**PASSAGE TO READ:**
Naming sessions for sanity#
Claude Code doesn’t yet expose a clean “rename session” command. The picker shows your first prompt as the label. So your first prompt is your filename.
The hack: when a session matters, the very first thing you type is a memory note for future-you. Something like:
# this session is the Folderly inbox-rotation refactor — keep it.
tagged: refactor, inbox, prod
It’s a comment to yourself. Claude will respond, sure, but the value is that six weeks later, when you’re scrolling through fifty sessions in this repo, the one you actually need has a billboard on it. Five seconds of intention up front saves five minutes of “which one was that?” later.
Session history vs vault history#
These get conflated all the time, and it costs people. They’re different things.
Session history is the full prompt-and-tool-call log of every CC turn, stored on disk under ~/.claude/. It’s the conversation. It’s ephemeral by design — not in the sense that it gets deleted, but in the sense that it’s a thread, not a record. Work-in-flight. Scratch paper.
The rule I live by: for anything you want to remember six months from now, the vault is the answer. The session is the work-in-flight. If a decision matters, write it down outside the session. If a fact matters, drop it into CLAUDE.md. The session remembers this morning. The vault remembers your career.
Replay — when and why#
Sometimes you don’t want to continue, you want to re-run. Same prompt, different model. Same context, fresh session. Replay patterns:
# Re-run a prompt against a different model
claude --model opus
# paste the original prompt
# Programmatic replay across multiple repos
for repo in repo-a repo-b repo-c; do
cd ~/projects/$repo && claude --print "Audit the test coverage."
done
For most operators, replay means “copy the original prompt, start a new session, paste.” That’s enough. The API gives you full conversation export if you need to do this programmatically, but most workflows don’t.
/clear vs /compact — when to use which#
/clear destroys context. Use it when you’re switching to an unrelated task in the same session (“now let me also look at the Belkins pricing page bug”). Cheaper than starting a new session because you don’t have to re-cd or re-set anything, but you lose the thread completely.
/compact summarizes context. Use it when the session has gotten long but the thread is still relevant (“we’ve been at this for ninety minutes, free up some space without losing the plot”). Claude rewrites the conversation as a brief, the brief becomes the new context, and you keep going.
A new claude invocation in the same directory is the third option: clean slate, but discoverable later via --resume. Pick based on whether you’ll want this thread back. Compact preserves it. Clear annihilates it. New invocation starts a sibling.
Long-running sessions — the trap#
A session that’s been open for six hours has accumulated context the model isn’t always smart enough to ignore. It starts referencing things from earlier in the day that don’t apply anymore. It hallucinates continuity. It “remembers” a file you renamed two hours ago.
The fix is mechanical: /compact aggressively, every 60–90 minutes on long sessions, or /clear if you’ve shifted tasks. Treat long sessions like air filters — they need swapping before they choke. The model gets dumber, not smarter, the longer you let context drift.
Sharing a session#
As of 2026, CC doesn’t have native session sharing. You can’t send a teammate a link to your conversation. The workaround is, again, the vault: write what matters to disk, and the next session — yours, or theirs — reads it from there. The chat is a workspace; the vault is what ships.
The right rhythm for daily work#
Morning: cd into the repo, claude --continue if you’re picking up yesterday’s thread, claude for a fresh start. Mid-day task switch: /clear and pivot, or open a second tmux pane with a separate session for the new task. Long task drag: /compact every 60–90 minutes without thinking. End of day: commit, write a one-line note in CLAUDE.md or your daily vault file about what’s left. Tomorrow’s --continue finds you exactly where you stopped.

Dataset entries

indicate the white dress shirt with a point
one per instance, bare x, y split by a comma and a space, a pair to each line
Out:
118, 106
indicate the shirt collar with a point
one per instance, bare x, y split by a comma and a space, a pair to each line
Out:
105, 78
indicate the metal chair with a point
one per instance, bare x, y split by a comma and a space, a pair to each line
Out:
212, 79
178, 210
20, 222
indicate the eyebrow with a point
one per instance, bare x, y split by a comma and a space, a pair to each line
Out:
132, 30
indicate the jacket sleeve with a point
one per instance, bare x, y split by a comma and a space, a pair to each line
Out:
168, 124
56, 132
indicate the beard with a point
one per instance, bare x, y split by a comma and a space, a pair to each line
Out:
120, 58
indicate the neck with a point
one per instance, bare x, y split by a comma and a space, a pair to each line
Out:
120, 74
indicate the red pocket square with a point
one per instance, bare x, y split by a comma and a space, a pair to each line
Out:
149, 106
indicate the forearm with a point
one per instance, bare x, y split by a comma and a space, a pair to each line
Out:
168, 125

--

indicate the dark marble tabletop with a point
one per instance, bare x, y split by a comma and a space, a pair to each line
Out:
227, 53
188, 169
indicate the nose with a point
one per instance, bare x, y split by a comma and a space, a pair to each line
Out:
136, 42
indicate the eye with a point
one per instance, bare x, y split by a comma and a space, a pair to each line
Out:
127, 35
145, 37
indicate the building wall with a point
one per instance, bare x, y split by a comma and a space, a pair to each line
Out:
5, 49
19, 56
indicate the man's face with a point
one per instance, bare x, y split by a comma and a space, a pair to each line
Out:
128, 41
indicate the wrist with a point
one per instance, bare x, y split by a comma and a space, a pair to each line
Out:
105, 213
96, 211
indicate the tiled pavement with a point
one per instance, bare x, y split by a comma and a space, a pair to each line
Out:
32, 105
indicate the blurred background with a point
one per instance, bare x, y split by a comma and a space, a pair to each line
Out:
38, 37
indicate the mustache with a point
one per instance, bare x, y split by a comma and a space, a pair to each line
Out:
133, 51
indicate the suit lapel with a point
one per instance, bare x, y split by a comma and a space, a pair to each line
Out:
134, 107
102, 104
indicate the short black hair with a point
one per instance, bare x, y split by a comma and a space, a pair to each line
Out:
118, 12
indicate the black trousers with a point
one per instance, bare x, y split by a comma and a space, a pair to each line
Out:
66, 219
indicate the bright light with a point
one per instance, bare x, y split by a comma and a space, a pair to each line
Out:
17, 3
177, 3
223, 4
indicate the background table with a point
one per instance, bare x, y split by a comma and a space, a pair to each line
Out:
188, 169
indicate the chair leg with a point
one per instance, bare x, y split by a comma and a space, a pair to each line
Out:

**WORK ORDER A:** In the session-management text, where is Claude Code's session history stored on disk?
**WORK ORDER B:** Using the session-management text, explain why the first thing typed in an important session should be a memory note.

**EXERCISE RESULT A:** Under ~/.claude/.

**EXERCISE RESULT B:** Claude Code has no clean command for renaming a session, and the picker labels each session with its first prompt. A descriptive note as the first prompt therefore works as the session's name. Weeks later, it lets you spot the right session among many in the same repo.